(Image point grounding data)
* * * * *
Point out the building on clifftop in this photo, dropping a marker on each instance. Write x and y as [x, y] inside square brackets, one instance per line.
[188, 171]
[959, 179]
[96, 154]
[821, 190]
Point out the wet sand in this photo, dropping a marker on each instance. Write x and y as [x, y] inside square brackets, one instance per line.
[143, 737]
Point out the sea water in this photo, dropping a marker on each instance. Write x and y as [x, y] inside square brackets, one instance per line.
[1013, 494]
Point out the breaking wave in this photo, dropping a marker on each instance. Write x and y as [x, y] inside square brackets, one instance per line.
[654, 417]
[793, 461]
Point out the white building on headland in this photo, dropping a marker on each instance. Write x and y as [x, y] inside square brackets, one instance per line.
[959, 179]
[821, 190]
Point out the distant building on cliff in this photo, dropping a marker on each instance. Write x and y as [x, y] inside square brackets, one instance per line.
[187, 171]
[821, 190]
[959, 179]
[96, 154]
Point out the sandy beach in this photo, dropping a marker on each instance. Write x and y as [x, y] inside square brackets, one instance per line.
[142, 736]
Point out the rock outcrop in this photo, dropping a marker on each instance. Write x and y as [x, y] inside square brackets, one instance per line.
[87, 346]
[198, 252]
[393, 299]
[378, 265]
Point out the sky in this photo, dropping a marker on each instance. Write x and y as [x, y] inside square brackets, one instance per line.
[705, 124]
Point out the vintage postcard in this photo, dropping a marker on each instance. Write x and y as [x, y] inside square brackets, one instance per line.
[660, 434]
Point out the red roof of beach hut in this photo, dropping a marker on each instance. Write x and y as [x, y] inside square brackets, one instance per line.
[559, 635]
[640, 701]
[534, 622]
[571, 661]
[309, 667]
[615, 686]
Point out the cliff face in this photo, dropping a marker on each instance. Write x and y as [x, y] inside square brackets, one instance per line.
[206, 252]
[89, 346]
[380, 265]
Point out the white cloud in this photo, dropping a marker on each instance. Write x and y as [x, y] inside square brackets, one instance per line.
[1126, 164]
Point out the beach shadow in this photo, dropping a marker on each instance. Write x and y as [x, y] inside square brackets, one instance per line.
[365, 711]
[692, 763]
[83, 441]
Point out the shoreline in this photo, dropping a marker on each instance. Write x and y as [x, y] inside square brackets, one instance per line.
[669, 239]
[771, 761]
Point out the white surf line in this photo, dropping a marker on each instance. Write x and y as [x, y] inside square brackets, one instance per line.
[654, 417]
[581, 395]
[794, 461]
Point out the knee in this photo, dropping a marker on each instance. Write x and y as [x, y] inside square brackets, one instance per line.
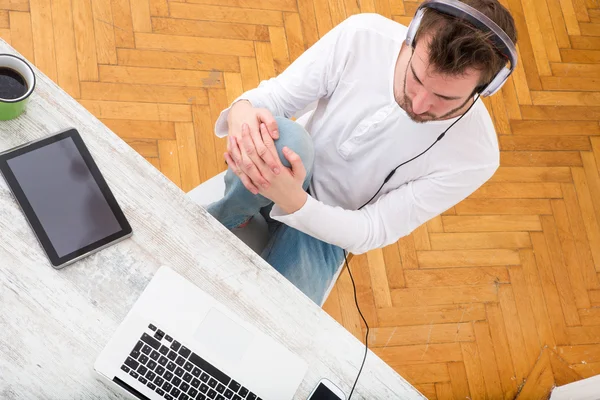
[294, 136]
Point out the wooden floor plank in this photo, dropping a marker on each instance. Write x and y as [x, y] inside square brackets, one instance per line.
[536, 296]
[225, 14]
[393, 266]
[569, 251]
[487, 357]
[584, 253]
[178, 60]
[141, 111]
[514, 334]
[142, 93]
[461, 307]
[381, 287]
[467, 258]
[527, 320]
[470, 354]
[169, 77]
[218, 46]
[105, 35]
[140, 16]
[66, 56]
[559, 271]
[456, 276]
[85, 40]
[544, 143]
[548, 284]
[458, 380]
[590, 222]
[169, 160]
[503, 206]
[515, 190]
[406, 316]
[421, 334]
[43, 37]
[444, 295]
[223, 30]
[22, 38]
[123, 21]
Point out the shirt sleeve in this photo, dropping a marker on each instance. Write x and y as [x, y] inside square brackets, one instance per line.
[311, 76]
[392, 216]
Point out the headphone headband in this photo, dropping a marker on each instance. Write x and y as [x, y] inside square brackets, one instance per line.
[461, 10]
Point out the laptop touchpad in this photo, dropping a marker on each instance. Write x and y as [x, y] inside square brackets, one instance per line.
[222, 335]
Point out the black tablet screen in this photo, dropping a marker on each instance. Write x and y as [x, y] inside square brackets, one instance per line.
[64, 196]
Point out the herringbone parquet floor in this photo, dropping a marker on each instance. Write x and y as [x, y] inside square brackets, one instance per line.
[500, 294]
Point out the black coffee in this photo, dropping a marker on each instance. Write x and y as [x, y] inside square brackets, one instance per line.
[12, 84]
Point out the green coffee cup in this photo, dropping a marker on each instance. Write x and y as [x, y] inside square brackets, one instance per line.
[17, 82]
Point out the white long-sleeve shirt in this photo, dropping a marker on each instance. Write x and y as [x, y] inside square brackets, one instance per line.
[360, 134]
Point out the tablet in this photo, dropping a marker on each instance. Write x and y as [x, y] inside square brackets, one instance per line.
[64, 197]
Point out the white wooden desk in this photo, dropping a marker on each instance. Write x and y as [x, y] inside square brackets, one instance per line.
[54, 323]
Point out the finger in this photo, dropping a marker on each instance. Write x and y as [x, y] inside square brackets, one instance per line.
[234, 150]
[243, 177]
[266, 150]
[295, 161]
[266, 117]
[250, 160]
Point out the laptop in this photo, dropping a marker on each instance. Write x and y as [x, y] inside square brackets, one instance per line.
[178, 342]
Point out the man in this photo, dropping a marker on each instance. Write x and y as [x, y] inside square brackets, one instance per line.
[378, 104]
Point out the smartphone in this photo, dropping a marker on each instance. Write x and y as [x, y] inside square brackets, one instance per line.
[326, 390]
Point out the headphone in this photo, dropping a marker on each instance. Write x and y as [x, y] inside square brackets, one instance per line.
[478, 19]
[499, 38]
[502, 43]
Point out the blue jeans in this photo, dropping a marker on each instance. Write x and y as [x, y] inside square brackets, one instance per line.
[309, 263]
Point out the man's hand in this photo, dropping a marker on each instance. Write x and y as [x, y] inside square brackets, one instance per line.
[285, 189]
[256, 149]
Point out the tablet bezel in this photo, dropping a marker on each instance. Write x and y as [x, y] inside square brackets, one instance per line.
[56, 261]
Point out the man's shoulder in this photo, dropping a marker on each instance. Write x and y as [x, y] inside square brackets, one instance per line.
[371, 23]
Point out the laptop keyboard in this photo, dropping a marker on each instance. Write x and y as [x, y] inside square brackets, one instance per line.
[175, 372]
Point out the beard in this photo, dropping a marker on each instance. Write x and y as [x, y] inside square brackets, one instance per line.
[406, 104]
* * * * *
◆ **AIM OF THE EXERCISE**: Please print each entry exactly as it stands, without the pictures.

◆ **WORKED SOLUTION**:
Point out the building on clifftop in this photo, dropping a marker on each instance. Write x and y as [x, y] inside square brackets, one instance per line.
[188, 171]
[959, 179]
[96, 154]
[821, 190]
Point out the wet sand in this photo, dropping a marker on each instance. Write x and y as [x, y] inside square brackets, one instance per line.
[143, 737]
Point out the sea water in this photo, dropping a marker on each instance. Write x and y as [x, y] inside square brackets, one instance per line.
[1013, 494]
Point out the breaking wave in this photo, dropping a marker on each instance. Write x and y as [x, y] inside square brackets, one instance per line.
[654, 417]
[793, 461]
Point out the white building on headland in this photo, dropping a marker on each instance. Write x and y as [x, y] inside square brackets, one instance per line.
[959, 179]
[821, 190]
Point out the distant building on cliff in this photo, dropping a marker on each instance. Write x and y as [x, y] inside square brackets, one instance per line.
[187, 171]
[821, 190]
[959, 179]
[96, 154]
Point out the sandy beach in this photo, dropping a marker on each instance. Write x and y as [x, y] inside square brackets, one instance per line.
[142, 736]
Point out the rock outcrop in this photo, dropping a marker on each instance. Write x and y as [x, y] inside square brackets, one instance per line.
[87, 346]
[198, 252]
[393, 299]
[378, 265]
Point out the sky in this photo, dropping a marker on each instance. Write x and y as [x, y] inside square brackets, one instance per line.
[705, 124]
Point out the vintage postcard in this photo, dropping a marker on each instance. Write x and y as [x, y] inside square brackets, one instance per line.
[660, 434]
Point out the red roof of beach hut in this photo, dropping a marker on each instance. Write x and y as [x, y] inside square brackets, one instance per line.
[559, 635]
[640, 701]
[534, 622]
[571, 661]
[309, 667]
[615, 686]
Point out the cliff face in this photo, dropping a marker on each instance. Write x and y as [x, y] inside square brackets, one instance per line.
[206, 252]
[89, 346]
[380, 265]
Point out the white cloud in this photo, dropping a marker on each instance. Write x and y as [x, y] inside square brackets, one instance per line.
[1126, 164]
Point out the beach shadow in this photo, dropping a marker on each instance. Write x and y as [x, y] inside square brackets, one instance per line.
[365, 711]
[692, 763]
[83, 441]
Point out the shoreline in this photo, dropping a marker on each instance. Write x and y as [x, y] inside square brackets, one instance per line.
[669, 239]
[771, 761]
Point out the white surf line in this photo, dropping a marker on each instance. Write x and y as [x, y] inside square brackets, one instance per line.
[654, 417]
[581, 395]
[794, 461]
Point out the knee in this photo, dropping a marker on each instance. Write x and y as [x, y] inside square brackets, one instance per line.
[294, 136]
Point out the wooden floor plank in this photo, dropping a marker on each instance. Write x and y as [x, y] inside square brackets, one instance per line.
[536, 296]
[225, 14]
[393, 266]
[569, 251]
[487, 357]
[584, 253]
[178, 60]
[141, 111]
[514, 334]
[142, 93]
[461, 307]
[381, 287]
[467, 258]
[527, 320]
[470, 354]
[169, 77]
[218, 46]
[105, 35]
[140, 16]
[66, 56]
[559, 271]
[456, 276]
[85, 40]
[544, 143]
[548, 284]
[458, 380]
[590, 222]
[169, 160]
[503, 206]
[515, 190]
[406, 316]
[421, 334]
[43, 37]
[444, 295]
[223, 30]
[22, 38]
[123, 21]
Point out the shirt sleeve in this photo, dropping a marker on each instance. Write x and y as [x, y] inside square brackets, one instance per line.
[311, 76]
[392, 216]
Point out the headphone headband in this photo, dropping a marker on each instance. Write x and y as [x, y] inside square brackets, one instance per line.
[461, 10]
Point out the laptop touchpad in this photo, dropping a marker on each instance. Write x and y as [x, y] inside square brackets, one instance per line.
[222, 335]
Point out the black tablet screen in this photo, dropping a marker on each instance. Write x and y as [x, y] inside square brackets, one instance per line.
[64, 196]
Point out the herringbone parquet floor in this photo, dropping a marker on each instance. Write x and y as [x, y] inside square brackets, one instance per line.
[500, 294]
Point out the black coffee in this photo, dropping a marker on each instance. Write x and y as [x, y] inside square brackets, one instance per line.
[12, 84]
Point out the green coffee cup in this photo, dropping a marker on each instance. Write x and y as [x, y] inside square brackets, one instance per line.
[17, 82]
Point out the white long-sleeve shirt in this photo, dropping a marker on each instance. Write x and y as [x, y] inside square brackets, one instance per line.
[360, 134]
Point out the tablet in this photo, dropping a marker on each instance. Write x and y as [x, y] inside square brackets, one instance per line.
[64, 197]
Point out the white wooden desk in this photo, dropping a marker on each instance. Write x and y as [x, y] inside square brackets, one instance per line.
[54, 323]
Point out the finger in this photo, dropping a marker on each instance. Write x and y as [x, y] inside square brackets, one instance per line.
[234, 150]
[243, 177]
[266, 150]
[295, 161]
[266, 117]
[250, 160]
Point out the laptop in this photo, dropping a marker on each instance. Write x and y as [x, y] inside square brackets, one instance per line.
[178, 342]
Point out the man in this photo, dropping a marker on each instance. Write x and y as [x, y] inside square brackets, one instance per line.
[378, 104]
Point out the smartphone in this photo, dropping a marker on each instance. Write x and y as [x, y] inside square brackets, one instance per line.
[326, 390]
Point out the headphone in this photo, dropping a marker on each instance. Write x and y as [x, y] inside square brackets, one instance per line.
[478, 19]
[499, 38]
[502, 43]
Point out the blue jeans in this photo, dropping a marker on each instance. Write x and y as [x, y] inside square brackets, one instance per line.
[309, 263]
Point out the man's hand in this photo, dropping a marker on each instance. Write x and y as [x, y] inside square brackets, one instance per line.
[285, 189]
[256, 149]
Point out the tablet bezel in this photo, dropping a marker on each instance. Write x and y as [x, y] inside square brackets, one instance per line.
[56, 261]
Point out the man's shoulder in this photo, dropping a marker on each instance. Write x and y as [x, y] inside square brackets, one instance per line.
[371, 23]
Point out the laptop keyboard in this photo, dropping a marker on each instance. Write x and y as [x, y] inside square brackets, one instance per line.
[175, 372]
Point out the beard in this photo, dropping a marker on each instance. Write x and y as [x, y] inside square brackets, one instance per line.
[406, 104]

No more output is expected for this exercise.